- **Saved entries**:
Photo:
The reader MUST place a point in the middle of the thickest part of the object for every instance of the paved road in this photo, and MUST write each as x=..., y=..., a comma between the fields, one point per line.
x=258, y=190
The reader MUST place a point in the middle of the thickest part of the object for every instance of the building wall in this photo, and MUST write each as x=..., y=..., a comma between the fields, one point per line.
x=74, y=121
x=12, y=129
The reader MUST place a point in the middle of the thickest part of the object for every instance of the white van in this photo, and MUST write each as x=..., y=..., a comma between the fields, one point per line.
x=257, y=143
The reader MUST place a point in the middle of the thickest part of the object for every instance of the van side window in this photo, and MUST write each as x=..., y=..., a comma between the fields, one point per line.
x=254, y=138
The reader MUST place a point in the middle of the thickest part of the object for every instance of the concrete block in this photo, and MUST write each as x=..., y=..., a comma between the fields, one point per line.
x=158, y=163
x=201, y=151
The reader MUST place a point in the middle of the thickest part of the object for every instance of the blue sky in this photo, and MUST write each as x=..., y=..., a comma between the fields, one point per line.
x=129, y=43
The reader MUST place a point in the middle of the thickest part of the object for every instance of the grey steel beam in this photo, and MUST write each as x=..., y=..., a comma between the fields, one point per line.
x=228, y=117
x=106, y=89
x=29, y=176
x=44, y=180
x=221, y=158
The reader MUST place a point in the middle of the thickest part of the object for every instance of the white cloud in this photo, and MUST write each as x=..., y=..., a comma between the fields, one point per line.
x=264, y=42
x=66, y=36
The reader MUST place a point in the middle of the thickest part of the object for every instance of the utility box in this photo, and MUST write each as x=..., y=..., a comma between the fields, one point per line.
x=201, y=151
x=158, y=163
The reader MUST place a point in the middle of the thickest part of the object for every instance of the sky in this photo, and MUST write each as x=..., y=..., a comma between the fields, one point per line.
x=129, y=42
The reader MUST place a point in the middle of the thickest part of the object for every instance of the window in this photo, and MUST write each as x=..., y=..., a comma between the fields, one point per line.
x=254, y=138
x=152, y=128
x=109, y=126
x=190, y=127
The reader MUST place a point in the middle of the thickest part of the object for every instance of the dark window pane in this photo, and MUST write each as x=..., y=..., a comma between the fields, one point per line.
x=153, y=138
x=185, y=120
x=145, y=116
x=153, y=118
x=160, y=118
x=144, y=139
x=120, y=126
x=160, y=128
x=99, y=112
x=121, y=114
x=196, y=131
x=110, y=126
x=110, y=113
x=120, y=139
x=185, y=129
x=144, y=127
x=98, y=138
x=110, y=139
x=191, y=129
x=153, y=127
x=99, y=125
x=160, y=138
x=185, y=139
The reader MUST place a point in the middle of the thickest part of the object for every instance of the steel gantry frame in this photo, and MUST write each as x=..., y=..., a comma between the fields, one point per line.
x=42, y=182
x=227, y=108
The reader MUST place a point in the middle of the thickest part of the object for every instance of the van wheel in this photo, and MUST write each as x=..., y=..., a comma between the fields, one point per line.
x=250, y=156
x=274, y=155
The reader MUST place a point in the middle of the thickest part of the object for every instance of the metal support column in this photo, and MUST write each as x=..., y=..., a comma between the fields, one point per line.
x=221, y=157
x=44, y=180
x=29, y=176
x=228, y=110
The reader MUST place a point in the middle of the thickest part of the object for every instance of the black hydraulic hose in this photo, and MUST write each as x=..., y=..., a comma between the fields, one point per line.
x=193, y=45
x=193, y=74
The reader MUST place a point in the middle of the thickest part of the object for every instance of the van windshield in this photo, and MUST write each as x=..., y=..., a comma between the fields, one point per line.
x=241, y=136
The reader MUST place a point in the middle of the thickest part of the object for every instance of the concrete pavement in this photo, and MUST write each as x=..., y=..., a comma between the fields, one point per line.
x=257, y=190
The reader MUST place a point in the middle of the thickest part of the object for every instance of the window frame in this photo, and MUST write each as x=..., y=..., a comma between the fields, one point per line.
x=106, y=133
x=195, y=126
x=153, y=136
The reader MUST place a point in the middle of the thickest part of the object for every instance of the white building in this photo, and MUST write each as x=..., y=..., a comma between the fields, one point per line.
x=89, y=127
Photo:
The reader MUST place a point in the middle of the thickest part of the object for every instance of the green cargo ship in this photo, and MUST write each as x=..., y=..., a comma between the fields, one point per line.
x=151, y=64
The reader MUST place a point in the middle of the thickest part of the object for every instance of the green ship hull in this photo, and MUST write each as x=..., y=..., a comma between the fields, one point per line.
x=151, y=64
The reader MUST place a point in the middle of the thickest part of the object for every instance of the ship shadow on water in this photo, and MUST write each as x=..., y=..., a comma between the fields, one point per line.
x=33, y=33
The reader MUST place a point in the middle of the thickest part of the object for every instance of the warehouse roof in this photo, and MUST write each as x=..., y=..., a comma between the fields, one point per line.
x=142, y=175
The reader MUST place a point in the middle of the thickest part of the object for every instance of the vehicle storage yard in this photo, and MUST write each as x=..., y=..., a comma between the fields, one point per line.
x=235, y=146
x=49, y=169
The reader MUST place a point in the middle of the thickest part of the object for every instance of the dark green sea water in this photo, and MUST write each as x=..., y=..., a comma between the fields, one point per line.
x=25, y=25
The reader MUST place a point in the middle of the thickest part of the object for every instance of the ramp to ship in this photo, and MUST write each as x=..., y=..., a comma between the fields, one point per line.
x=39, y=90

- **What you have to do**: From the first line to the last, reproduce the data above exactly.

- **Exercise solution**:
Photo:
The reader MUST place a point in the middle of the thickest part of the object for every instance of the paved road in this photo, and MUST write each as x=..., y=..., a comma between the fields, one point per line.
x=258, y=190
The reader MUST place a point in the middle of the thickest part of the object for every instance of the building wall in this photo, and MUST write each as x=..., y=..., a comma between the fields, one point per line.
x=74, y=121
x=12, y=129
The reader MUST place a point in the middle of the thickest part of the object for every instance of the white van in this photo, and MUST write each as x=..., y=..., a comma between the fields, one point per line.
x=257, y=143
The reader MUST place a point in the middle of the thickest part of the object for every instance of the van side window in this photo, and MUST write each as x=..., y=..., a comma between the fields, one point per line.
x=254, y=138
The reader MUST place a point in the middle of the thickest part of the object for every instance of the concrete block in this photo, and MUST write each as x=..., y=..., a comma between the fields, one point per line.
x=158, y=163
x=201, y=151
The reader MUST place a point in the middle of the thickest part of the object for every instance of the blue sky in this photo, and MUST write each as x=..., y=..., a comma between the fields, one point per line.
x=129, y=43
The reader MUST place a point in the middle of the thickest part of the object for every instance of the grey steel beam in this photo, and MUST write each as x=..., y=..., a comma between the fields, one point per line.
x=228, y=117
x=106, y=89
x=29, y=176
x=44, y=180
x=221, y=158
The reader MUST place a point in the middle of the thickest part of the object for every instance of the white cloud in this photo, and MUST write each as x=..., y=..., a comma between the fields, one point per line.
x=264, y=42
x=66, y=36
The reader MUST place a point in the middle of the thickest part of the object for every instance of the utility box in this photo, and MUST write each as x=..., y=..., a comma between the fields, one point per line.
x=201, y=151
x=158, y=163
The reader MUST place a point in the middle of the thickest part of the object for every instance of the sky in this photo, and MUST write each as x=..., y=..., a comma between the fields, one point per line.
x=129, y=42
The reader MUST place a point in the middle of the thickest part of the object for every instance of the window in this photo, and MUST write each as x=..., y=..., a comma between the fields, one point per line.
x=254, y=138
x=152, y=128
x=109, y=126
x=190, y=127
The reader MUST place a point in the middle of the thickest part of the object for every instance of the dark window pane in this photo, and MUST write each as x=..., y=..., a comma between the fields, one point per line.
x=153, y=138
x=185, y=120
x=145, y=116
x=153, y=118
x=160, y=118
x=144, y=139
x=120, y=126
x=160, y=128
x=99, y=112
x=121, y=114
x=196, y=131
x=110, y=126
x=110, y=113
x=120, y=139
x=185, y=129
x=144, y=127
x=98, y=138
x=110, y=139
x=191, y=129
x=153, y=127
x=99, y=125
x=160, y=138
x=185, y=139
The reader MUST place a point in the middle of the thickest part of the object for every instance of the steel gantry frame in this photo, and MUST write each as x=..., y=..., a comma between the fields, one point per line.
x=42, y=182
x=227, y=108
The reader MUST place a point in the middle of the thickest part of the object for every instance of the van wheel in this photo, and MUST write each as x=..., y=..., a comma between the fields, one point per line.
x=250, y=156
x=274, y=155
The reader MUST place a point in the middle of the thickest part of the object for every instance of the metal support column in this photo, and MUST write each as x=..., y=..., a comma between the fields, one point per line.
x=221, y=157
x=44, y=180
x=29, y=176
x=228, y=110
The reader MUST place a point in the middle of the thickest part of the object for every instance of the black hydraulic hose in this photo, and MUST write each as x=..., y=..., a comma between the fields, one point per line.
x=193, y=45
x=193, y=74
The reader MUST place a point in the middle of the thickest part of the object for every instance of the van windshield in this photo, and MUST write each as x=..., y=..., a comma between the fields, one point per line.
x=241, y=136
The reader MUST place a point in the middle of the thickest part of the object for every instance of the concrete pavement in this photo, and MUST write each as x=..., y=..., a comma between the fields, one point per line.
x=257, y=190
The reader MUST place a point in the middle of the thickest part of the object for every instance of the window frame in this photo, and MUST write each as x=..., y=..., a comma between the fields, one point per line.
x=106, y=133
x=195, y=126
x=153, y=136
The reader MUST place a point in the middle of the thickest part of the object for every instance of the white building in this photo, and MUST write each as x=..., y=..., a comma between the fields, one point per line.
x=89, y=127
Photo:
The reader MUST place a point in the middle of the thickest part of the object for every instance of the green cargo ship in this photo, and MUST write each as x=..., y=..., a comma between the fields, one point per line.
x=151, y=64
The reader MUST place a point in the middle of the thickest part of the object for every instance of the green ship hull in this photo, and MUST write each as x=..., y=..., a comma between the fields, one point per line.
x=151, y=64
The reader MUST place a point in the middle of the thickest part of the object for every instance of the ship shadow on water in this photo, and MUST write each as x=..., y=..., a comma between the fields, one point per line.
x=33, y=33
The reader MUST place a point in the middle of the thickest part of the object for every instance of the warehouse roof in this photo, and MUST write each as x=..., y=..., a comma between the fields, one point per line.
x=142, y=175
The reader MUST place a point in the middle of the thickest part of the object for every instance of the vehicle storage yard in this photo, and MUST write each as x=..., y=..., a comma between the fields, one point per line.
x=235, y=146
x=49, y=169
The reader MUST place a point in the middle of the thickest part of the object for every instance of the dark green sea water in this photo, and MUST write each as x=..., y=..., a comma between the fields, one point per line.
x=25, y=25
The reader MUST place a point in the middle of the thickest part of the object for every instance of the ramp to ship in this photo, and MUST write each as x=..., y=..., a comma between the fields, one point per line.
x=39, y=90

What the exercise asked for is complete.